Goal of the exercise:
Retype each of the following lines exactly as it appears.

Given records:
--------------------------------

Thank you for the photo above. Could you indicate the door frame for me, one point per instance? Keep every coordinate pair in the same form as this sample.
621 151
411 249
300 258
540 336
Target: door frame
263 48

--------------------------------

Output of the exercise:
Thank you for the photo above. Could you indicate the door frame for me, one point per instance? Keep every coordinate pair in the same form as this sample.
621 151
411 249
300 258
540 336
Target: door frame
263 48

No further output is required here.